This notebook uses PrestoDB to extract `tpc-h` data from the `tpc-h connector`, and includes the data extraction, preprocesing, as well as the splitting of data into train, test, and validation datases as a part of the preprocessing step of this sagemaker pipeline. 

***To configure PrestoDB within your EC2 instance view***: [PrestoDB EC2 Connection](https://normanlimxk.com/2020/09/15/creating-a-presto-cluster-on-ec2/)


### Overview 
**Disclaimer** This notebook was created using [Amazon SageMaker Studio](https://aws.amazon.com/sagemaker/studio/) and the `Python3(DataScience) kernel`. SageMaker Studio is required for the visualizations of the DAG and model metrics to work.

The purpose of this notebook is to demonstrate how SageMaker Pipelines can be used to create a generic Scikit-Learn training pipeline that preprocesses, trains, tunes, evaluates and registers new machine learning models with the SageMaker model registry, that is reusable across teams, customers and use cases. All scripts to preprocess the data and evaluate the trained model have been prepared in advance and are available here: 

---

This model is a binary classification model creating using the scikit-learn `RandomForestClassifier`. It categorizes input data into high value/low value order classes. 

Training data: the training data for this model is available via PrestoDB tables and is read into Pandas through the PrestoDB Python client. This data is then read into an Apache Spark dataframe (although the model training happens only using the data in the Pandas dataframe).

* Data is read using queries from PrestoDB and any feature engineering required is done as part of the query itself.

* Note that ingestion of raw data into PrestoDB tables is outside the scope of this project and it is assumed that for the purpose of model training the data can simply be queried from PrestoDB tables.


In [None]:
!pip install -U sagemaker --quiet # Ensure correct version of SageMaker is installed

In [None]:
## Install the necessary boto3 and sagemaker libraries to initialize session
import json
import boto3
import sagemaker
from utils import *
import sagemaker.session
from typing import Dict, List, Optional, Tuple, Union
from sagemaker.workflow.pipeline_context import PipelineSession

In [None]:
## set the logger to track all of the logs as this pipeline runs
logging.basicConfig(format='[%(asctime)s] p%(process)s {%(filename)s:%(lineno)d} %(levelname)s - %(message)s', level=logging.INFO)
logger = logging.getLogger(__name__)

### Load the Config.yml file that contains information that is used across this pipeline

In [None]:
config = load_config('config.yml')
logger.info(json.dumps(config, indent=2))

In [None]:
## initialize the sagemaker session, region, role bucket and pipeline session
session = sagemaker.session.Session()
pipeline_session = PipelineSession()
role = config['aws']['sagemaker_execution_role']
session_bucket = session.default_bucket()

logger.info(f"the pipeline bucket being used for this pipeline execution -> {session_bucket}")
logger.info(f"the sagemaker execution role being used across this pipeline -> {role}")

In [None]:
prefix = config['general']['prefix']  # Prefix to S3 artifacts
pipeline_name = config['general']['pipeline_name']  # SageMaker Pipeline name
order_model_group = config['general']['model_group']

logger.info(f"the prefix for the pipeline name -> {prefix}, pipeline name of this execution -> {pipeline_name}, model group name -> {order_model_group}")

[Entries from an annotation dataset]
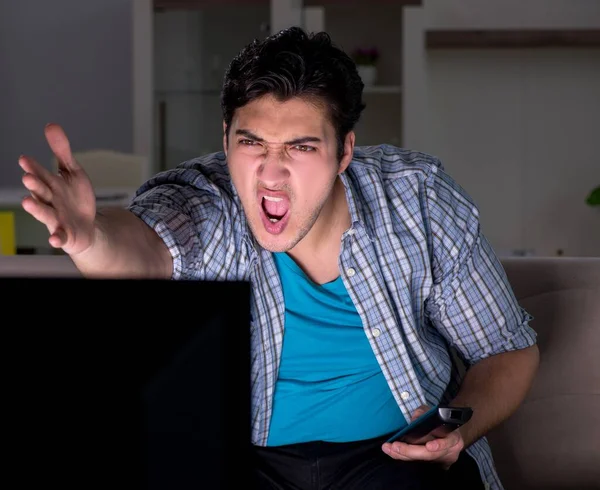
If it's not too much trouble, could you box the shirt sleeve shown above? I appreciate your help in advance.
[425,168,536,364]
[127,167,225,279]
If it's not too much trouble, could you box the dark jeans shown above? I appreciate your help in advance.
[253,438,484,490]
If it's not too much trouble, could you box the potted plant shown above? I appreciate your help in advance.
[585,185,600,207]
[352,47,379,86]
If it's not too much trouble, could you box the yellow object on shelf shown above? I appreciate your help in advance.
[0,211,16,255]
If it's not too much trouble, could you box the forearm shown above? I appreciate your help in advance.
[451,345,539,447]
[71,209,173,279]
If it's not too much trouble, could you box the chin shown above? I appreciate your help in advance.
[254,232,296,253]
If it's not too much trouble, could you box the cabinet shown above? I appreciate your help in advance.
[134,0,420,171]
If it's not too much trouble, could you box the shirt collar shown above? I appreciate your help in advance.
[340,169,374,241]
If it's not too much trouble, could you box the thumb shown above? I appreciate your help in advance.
[44,123,79,171]
[410,405,431,422]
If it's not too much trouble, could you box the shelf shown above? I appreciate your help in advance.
[425,29,600,49]
[363,85,402,94]
[153,0,423,10]
[154,88,221,97]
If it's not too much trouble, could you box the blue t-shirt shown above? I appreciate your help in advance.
[267,253,406,446]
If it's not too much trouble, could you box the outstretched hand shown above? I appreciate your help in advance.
[19,124,96,255]
[381,406,465,469]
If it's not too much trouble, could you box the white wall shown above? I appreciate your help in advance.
[0,0,132,186]
[405,0,600,256]
[423,0,600,29]
[154,5,269,167]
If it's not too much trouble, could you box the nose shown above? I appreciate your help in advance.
[258,154,290,188]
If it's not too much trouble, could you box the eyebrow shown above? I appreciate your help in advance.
[235,129,322,145]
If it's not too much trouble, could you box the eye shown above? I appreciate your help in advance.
[293,145,316,153]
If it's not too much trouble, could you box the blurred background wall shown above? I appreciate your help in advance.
[0,0,600,256]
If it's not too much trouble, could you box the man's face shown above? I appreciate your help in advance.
[223,96,351,252]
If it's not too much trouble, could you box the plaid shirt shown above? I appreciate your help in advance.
[129,145,536,490]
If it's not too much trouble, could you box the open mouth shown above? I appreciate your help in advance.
[261,196,289,223]
[260,194,290,235]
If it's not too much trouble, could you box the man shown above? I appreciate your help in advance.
[19,28,538,489]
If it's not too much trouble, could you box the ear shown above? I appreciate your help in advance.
[338,131,356,174]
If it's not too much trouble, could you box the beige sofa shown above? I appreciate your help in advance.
[0,256,600,490]
[488,257,600,490]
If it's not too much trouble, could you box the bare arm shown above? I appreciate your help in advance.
[19,124,173,279]
[71,208,173,279]
[452,345,539,447]
[382,345,539,467]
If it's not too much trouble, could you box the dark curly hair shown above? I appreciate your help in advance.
[221,27,365,160]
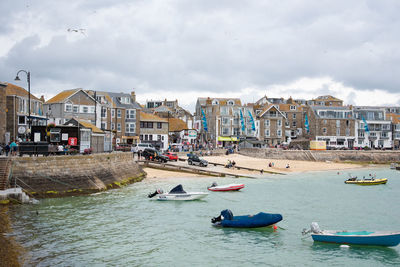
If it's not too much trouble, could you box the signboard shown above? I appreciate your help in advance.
[61,133,68,141]
[188,130,197,138]
[68,137,78,146]
[33,133,40,142]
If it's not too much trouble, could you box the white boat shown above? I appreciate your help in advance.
[148,185,208,201]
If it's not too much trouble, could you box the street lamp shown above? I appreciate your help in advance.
[15,70,32,139]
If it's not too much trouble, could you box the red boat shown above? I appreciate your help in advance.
[207,182,244,192]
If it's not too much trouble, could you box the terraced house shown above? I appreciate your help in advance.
[0,83,46,143]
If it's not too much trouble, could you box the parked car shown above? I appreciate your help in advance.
[142,147,169,162]
[164,152,178,161]
[188,155,208,167]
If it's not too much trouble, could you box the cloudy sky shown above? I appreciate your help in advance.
[0,0,400,111]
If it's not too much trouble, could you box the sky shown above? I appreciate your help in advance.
[0,0,400,112]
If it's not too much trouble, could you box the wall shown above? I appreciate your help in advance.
[11,152,145,197]
[239,148,400,164]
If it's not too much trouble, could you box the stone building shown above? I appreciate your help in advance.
[140,112,169,150]
[306,106,356,148]
[0,83,46,143]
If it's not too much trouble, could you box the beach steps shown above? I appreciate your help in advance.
[139,160,255,178]
[0,157,11,190]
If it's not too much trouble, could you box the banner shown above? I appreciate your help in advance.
[201,109,208,132]
[247,110,256,131]
[304,114,310,133]
[361,116,369,133]
[240,109,246,134]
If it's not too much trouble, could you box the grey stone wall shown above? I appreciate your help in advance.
[11,152,145,197]
[239,148,400,164]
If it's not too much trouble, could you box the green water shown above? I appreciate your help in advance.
[11,169,400,266]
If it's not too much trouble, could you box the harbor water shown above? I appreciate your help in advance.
[10,168,400,266]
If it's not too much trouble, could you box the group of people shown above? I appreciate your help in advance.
[0,141,18,157]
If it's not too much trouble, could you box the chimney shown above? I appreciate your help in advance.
[131,91,136,102]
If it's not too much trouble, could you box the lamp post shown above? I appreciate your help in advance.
[15,70,32,139]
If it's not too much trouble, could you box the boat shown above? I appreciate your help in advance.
[344,177,388,185]
[211,209,282,228]
[207,182,244,192]
[303,222,400,247]
[148,184,208,201]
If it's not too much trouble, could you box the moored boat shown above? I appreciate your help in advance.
[207,182,244,192]
[303,222,400,247]
[148,184,208,201]
[344,177,388,185]
[211,209,282,228]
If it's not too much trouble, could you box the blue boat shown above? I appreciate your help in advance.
[306,223,400,247]
[211,209,282,228]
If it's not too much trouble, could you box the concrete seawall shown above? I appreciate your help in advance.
[239,148,400,164]
[10,153,146,198]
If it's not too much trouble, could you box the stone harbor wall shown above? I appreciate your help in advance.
[10,152,146,198]
[239,148,400,164]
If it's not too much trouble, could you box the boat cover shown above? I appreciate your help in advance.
[169,184,186,194]
[220,210,282,228]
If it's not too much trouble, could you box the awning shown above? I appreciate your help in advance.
[218,136,237,142]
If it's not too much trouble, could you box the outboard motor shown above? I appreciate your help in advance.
[147,189,164,198]
[311,222,322,234]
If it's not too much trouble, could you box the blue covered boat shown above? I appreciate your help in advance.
[304,223,400,247]
[211,209,282,228]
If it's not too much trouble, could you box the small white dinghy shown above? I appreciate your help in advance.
[148,184,208,200]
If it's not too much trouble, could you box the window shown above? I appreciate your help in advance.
[101,107,107,118]
[65,104,72,112]
[18,116,26,125]
[126,109,136,119]
[126,123,136,133]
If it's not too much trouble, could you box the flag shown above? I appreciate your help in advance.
[361,116,369,133]
[201,109,208,132]
[240,109,246,133]
[304,114,310,133]
[247,110,256,131]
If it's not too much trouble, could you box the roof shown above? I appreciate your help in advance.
[46,89,81,104]
[140,112,168,122]
[169,118,188,132]
[3,83,40,100]
[77,120,104,133]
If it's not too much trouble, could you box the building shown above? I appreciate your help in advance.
[0,83,46,143]
[306,105,356,148]
[194,97,257,147]
[353,106,393,148]
[44,88,101,127]
[140,112,168,150]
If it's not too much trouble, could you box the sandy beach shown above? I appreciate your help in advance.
[144,154,364,178]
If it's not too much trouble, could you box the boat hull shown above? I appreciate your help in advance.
[157,192,208,201]
[311,231,400,247]
[208,184,244,192]
[216,212,282,228]
[344,178,387,185]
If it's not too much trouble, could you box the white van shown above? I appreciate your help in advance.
[136,143,154,152]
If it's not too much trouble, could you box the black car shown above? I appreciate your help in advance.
[142,148,169,162]
[188,155,208,167]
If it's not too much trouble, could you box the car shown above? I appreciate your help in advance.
[142,147,169,162]
[188,155,208,167]
[163,152,178,161]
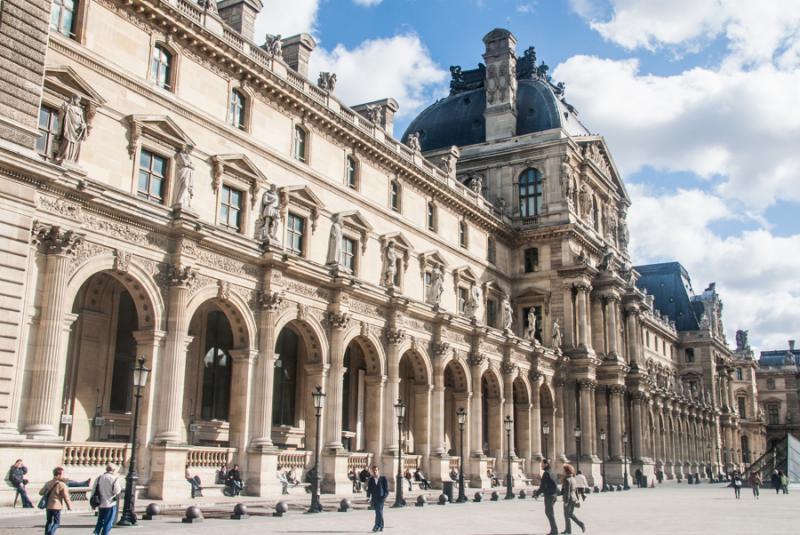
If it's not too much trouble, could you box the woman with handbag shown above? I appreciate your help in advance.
[39,466,72,535]
[561,464,586,533]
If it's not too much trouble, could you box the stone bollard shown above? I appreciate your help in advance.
[231,503,250,520]
[181,505,203,524]
[142,503,161,520]
[272,502,289,516]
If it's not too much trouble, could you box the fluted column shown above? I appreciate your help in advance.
[252,293,283,449]
[24,224,83,438]
[155,266,196,443]
[325,312,350,450]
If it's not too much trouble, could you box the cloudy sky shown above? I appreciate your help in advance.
[257,0,800,356]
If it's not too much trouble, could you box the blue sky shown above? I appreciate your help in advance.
[257,0,800,349]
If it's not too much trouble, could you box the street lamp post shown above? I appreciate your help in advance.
[622,432,630,490]
[117,357,150,526]
[392,399,406,507]
[600,429,606,492]
[308,386,326,513]
[503,415,514,500]
[456,407,467,503]
[542,422,550,459]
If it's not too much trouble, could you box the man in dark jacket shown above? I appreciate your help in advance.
[533,459,558,535]
[8,459,33,509]
[367,465,389,531]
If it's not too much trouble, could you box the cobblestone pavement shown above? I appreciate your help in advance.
[0,483,800,535]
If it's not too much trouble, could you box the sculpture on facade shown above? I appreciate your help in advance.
[173,145,194,209]
[523,307,536,342]
[428,266,444,307]
[264,33,283,58]
[406,132,422,152]
[500,294,514,332]
[317,72,336,92]
[325,214,342,266]
[736,329,750,351]
[383,242,397,288]
[553,320,562,349]
[56,95,89,163]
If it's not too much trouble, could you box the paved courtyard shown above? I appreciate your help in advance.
[0,484,800,535]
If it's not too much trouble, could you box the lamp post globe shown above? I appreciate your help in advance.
[117,357,150,526]
[503,415,514,500]
[392,399,406,507]
[308,385,326,513]
[456,407,467,503]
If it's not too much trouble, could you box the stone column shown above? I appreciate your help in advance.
[24,223,83,438]
[155,266,196,444]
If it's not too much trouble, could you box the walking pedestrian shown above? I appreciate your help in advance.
[93,463,122,535]
[561,464,586,534]
[731,470,742,500]
[39,466,72,535]
[367,465,390,531]
[747,470,761,500]
[533,459,558,535]
[6,459,33,509]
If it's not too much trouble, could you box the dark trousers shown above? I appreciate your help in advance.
[372,498,386,529]
[564,501,583,533]
[44,509,61,535]
[544,496,558,535]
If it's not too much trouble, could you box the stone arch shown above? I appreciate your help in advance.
[185,286,258,349]
[65,253,166,330]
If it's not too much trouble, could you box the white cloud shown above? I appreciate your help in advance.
[629,185,800,349]
[255,0,319,39]
[311,34,447,123]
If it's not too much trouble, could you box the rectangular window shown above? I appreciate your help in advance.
[36,105,61,158]
[524,247,539,273]
[219,185,244,232]
[137,149,167,203]
[339,238,356,273]
[286,213,305,255]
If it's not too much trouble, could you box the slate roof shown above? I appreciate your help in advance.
[634,262,703,331]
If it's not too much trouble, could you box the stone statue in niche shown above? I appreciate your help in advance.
[553,320,562,349]
[173,145,194,210]
[383,242,397,288]
[500,294,514,333]
[317,72,336,92]
[264,33,283,58]
[406,132,422,152]
[428,266,444,307]
[523,307,536,342]
[325,214,342,266]
[56,95,89,163]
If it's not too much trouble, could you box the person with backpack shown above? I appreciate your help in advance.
[39,466,72,535]
[90,463,122,535]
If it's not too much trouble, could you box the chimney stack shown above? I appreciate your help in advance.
[483,28,517,141]
[281,33,317,78]
[217,0,264,41]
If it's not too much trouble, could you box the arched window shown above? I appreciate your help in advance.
[228,89,247,130]
[150,45,172,91]
[294,126,307,162]
[50,0,78,38]
[345,156,358,189]
[519,169,542,217]
[202,310,233,420]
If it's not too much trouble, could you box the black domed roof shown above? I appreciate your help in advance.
[403,71,589,151]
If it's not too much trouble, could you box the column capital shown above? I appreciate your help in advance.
[32,221,84,255]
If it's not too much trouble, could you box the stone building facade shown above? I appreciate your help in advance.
[0,0,752,501]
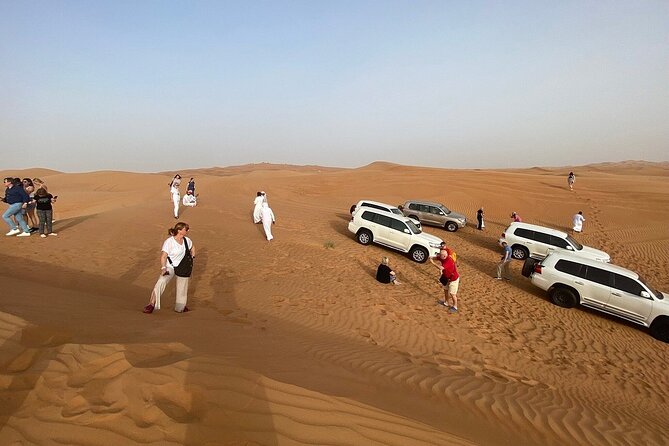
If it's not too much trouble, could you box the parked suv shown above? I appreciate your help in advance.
[402,200,467,232]
[348,207,442,263]
[351,200,420,228]
[523,252,669,342]
[504,222,611,262]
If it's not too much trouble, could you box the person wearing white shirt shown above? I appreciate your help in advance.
[572,211,585,232]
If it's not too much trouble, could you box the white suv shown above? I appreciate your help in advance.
[351,200,422,229]
[504,222,611,263]
[348,207,443,263]
[523,252,669,342]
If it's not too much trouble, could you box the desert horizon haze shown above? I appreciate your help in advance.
[0,162,669,446]
[0,0,669,172]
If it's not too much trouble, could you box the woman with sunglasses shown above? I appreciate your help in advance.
[144,221,195,313]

| WHAT IS ASKED |
(a) Retype the passage of the SageMaker pipeline notebook from "This notebook uses" up to and including "metrics to work.".
(b) Extend the SageMaker pipeline notebook from the point at which it stops.
The material was drawn from a separate source.

| SOLVED TASKS |
(a)
This notebook uses PrestoDB to extract `tpc-h` data from the `tpc-h connector`, and includes the data extraction, preprocesing, as well as the splitting of data into train, test, and validation datases as a part of the preprocessing step of this sagemaker pipeline. 

***To configure PrestoDB within your EC2 instance view***: [PrestoDB EC2 Connection](https://normanlimxk.com/2020/09/15/creating-a-presto-cluster-on-ec2/)


### Overview 
**Disclaimer** This notebook was created using [Amazon SageMaker Studio](https://aws.amazon.com/sagemaker/studio/) and the `Python3(DataScience) kernel`. SageMaker Studio is required for the visualizations of the DAG and model metrics to work.

(b)
In [None]:
import json
from sagemaker.workflow.parameters import ParameterString, ParameterInteger, ParameterFloat

# Convert your list to a JSON string
training_features_str = json.dumps(config['training_params']['training_features'])
logger.info(f"the training features being used for this pipeline --> {training_features_str}")

# Define new pipeline parameters
host_parameter = ParameterString(name="HostParameter", default_value=config['pipeline_parameters']['presto_host'])
port_parameter = ParameterString(name="PortParameter", default_value=config['pipeline_parameters']['port_parameter'])
user_parameter = ParameterString(name="UserParameter", default_value=config['pipeline_parameters']['user_parameter'])
target_parameter = ParameterString(name="Target", default_value=config['training_params']['training_target'])
feature_parameter = ParameterString(name="Feature", default_value=training_features_str)

# training hyperparameters to use hyperparameter parameters
n_estimators_parameter = ParameterInteger(name="NEstimators", default_value=config['training_args']['n_estimators'])
max_depth_parameter = ParameterInteger(name="MaxDepth", default_value=config['training_args']['max_depth'])
min_samples_split_parameter = ParameterInteger(name="MinSamplesSplit", default_value=config['training_args']['min_samples_split'])
max_features_parameter = ParameterString(name="MaxFeatures", default_value=config['training_args']['max_features'])
model_approval_status = ParameterString(
    name="ModelApprovalStatus", default_value="PendingManualApproval"
)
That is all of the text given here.